Locate each line in the data below that contains the word "black", and copy those lines. Treat uppercase and lowercase as different.

----

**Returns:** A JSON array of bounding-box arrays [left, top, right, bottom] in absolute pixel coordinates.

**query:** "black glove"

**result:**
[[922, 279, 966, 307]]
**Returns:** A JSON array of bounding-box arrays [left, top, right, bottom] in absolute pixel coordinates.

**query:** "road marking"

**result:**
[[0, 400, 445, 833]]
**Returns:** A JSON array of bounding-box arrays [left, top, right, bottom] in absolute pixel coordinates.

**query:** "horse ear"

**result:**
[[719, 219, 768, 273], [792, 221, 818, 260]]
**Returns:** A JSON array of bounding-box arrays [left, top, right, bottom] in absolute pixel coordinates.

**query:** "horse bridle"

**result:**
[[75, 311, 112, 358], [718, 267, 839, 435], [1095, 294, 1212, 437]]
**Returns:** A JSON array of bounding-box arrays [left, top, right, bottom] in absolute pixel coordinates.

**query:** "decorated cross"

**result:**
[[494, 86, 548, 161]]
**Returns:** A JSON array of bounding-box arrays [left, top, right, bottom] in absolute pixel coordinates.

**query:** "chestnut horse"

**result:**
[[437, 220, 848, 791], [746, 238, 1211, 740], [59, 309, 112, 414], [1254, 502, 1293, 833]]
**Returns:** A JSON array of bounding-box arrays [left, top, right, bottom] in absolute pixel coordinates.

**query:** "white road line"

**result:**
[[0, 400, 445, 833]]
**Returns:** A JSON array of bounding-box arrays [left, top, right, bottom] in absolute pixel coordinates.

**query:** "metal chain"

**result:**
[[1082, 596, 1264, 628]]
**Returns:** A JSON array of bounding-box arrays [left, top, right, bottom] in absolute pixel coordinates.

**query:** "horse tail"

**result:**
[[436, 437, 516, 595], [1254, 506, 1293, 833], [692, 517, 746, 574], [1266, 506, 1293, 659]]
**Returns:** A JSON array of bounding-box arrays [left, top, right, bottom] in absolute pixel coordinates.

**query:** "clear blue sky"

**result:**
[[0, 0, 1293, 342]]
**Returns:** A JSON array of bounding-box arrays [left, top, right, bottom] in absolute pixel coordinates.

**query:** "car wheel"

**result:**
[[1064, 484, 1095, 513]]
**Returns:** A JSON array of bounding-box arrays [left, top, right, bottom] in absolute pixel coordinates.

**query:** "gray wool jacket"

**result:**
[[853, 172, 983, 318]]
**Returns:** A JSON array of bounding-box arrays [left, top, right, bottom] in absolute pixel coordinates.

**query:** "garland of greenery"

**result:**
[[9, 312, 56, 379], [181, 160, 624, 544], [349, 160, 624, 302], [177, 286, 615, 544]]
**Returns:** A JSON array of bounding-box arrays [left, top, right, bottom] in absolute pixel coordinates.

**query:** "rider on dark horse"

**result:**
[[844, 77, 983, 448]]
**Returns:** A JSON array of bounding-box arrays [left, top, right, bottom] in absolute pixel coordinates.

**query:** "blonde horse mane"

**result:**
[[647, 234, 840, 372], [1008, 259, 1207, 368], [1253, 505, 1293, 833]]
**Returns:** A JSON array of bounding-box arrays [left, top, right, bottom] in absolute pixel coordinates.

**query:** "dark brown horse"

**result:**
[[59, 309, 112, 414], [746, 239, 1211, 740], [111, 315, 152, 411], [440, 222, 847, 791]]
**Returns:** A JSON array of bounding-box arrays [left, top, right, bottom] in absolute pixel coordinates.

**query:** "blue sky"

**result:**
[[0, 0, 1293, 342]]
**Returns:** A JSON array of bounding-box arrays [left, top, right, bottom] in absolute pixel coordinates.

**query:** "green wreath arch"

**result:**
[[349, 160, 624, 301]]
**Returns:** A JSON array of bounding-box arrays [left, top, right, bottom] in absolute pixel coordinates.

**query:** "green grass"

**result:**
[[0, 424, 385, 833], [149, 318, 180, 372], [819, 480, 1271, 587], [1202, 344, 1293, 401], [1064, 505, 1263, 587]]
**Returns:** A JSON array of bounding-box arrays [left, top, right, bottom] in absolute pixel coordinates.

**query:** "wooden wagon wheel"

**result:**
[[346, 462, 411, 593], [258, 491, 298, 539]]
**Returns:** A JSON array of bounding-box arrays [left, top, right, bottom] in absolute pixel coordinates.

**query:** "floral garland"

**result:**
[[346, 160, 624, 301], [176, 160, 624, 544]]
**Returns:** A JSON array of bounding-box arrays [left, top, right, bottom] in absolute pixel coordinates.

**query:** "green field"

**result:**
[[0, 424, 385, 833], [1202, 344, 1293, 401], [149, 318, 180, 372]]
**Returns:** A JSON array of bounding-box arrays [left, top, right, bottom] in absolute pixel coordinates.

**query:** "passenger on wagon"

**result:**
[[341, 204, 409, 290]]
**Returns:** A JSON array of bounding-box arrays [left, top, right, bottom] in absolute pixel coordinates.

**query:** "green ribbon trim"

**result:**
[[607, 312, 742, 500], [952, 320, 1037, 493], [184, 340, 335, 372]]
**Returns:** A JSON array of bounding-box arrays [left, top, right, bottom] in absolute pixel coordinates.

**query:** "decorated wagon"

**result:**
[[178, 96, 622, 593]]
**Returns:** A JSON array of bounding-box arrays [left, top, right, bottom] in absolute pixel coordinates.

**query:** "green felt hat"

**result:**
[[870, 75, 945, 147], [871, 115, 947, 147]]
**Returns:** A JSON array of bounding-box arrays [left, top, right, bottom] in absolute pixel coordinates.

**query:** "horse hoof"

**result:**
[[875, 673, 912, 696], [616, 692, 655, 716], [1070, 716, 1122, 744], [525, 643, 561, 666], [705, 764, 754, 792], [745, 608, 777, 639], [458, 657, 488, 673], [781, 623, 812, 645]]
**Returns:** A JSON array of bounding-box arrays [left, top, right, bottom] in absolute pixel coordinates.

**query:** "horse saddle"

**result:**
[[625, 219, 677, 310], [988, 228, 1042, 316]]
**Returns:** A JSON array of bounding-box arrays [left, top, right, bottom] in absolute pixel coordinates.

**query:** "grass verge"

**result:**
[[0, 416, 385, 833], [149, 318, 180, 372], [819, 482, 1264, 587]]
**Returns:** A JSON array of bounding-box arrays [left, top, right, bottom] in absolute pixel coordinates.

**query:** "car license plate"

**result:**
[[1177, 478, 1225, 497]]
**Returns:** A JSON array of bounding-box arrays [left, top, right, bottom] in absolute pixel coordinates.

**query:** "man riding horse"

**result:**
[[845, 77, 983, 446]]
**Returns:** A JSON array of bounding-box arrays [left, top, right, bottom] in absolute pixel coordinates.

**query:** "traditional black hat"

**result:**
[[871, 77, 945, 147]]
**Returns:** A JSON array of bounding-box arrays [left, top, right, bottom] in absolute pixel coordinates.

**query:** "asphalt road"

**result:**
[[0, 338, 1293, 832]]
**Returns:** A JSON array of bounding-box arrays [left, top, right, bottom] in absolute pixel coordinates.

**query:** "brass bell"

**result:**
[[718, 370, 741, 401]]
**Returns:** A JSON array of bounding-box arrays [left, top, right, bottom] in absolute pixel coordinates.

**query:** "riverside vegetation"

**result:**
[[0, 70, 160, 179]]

----

— CORRECT ANSWER —
**query:** "black glove"
**query:** "traditional black hat"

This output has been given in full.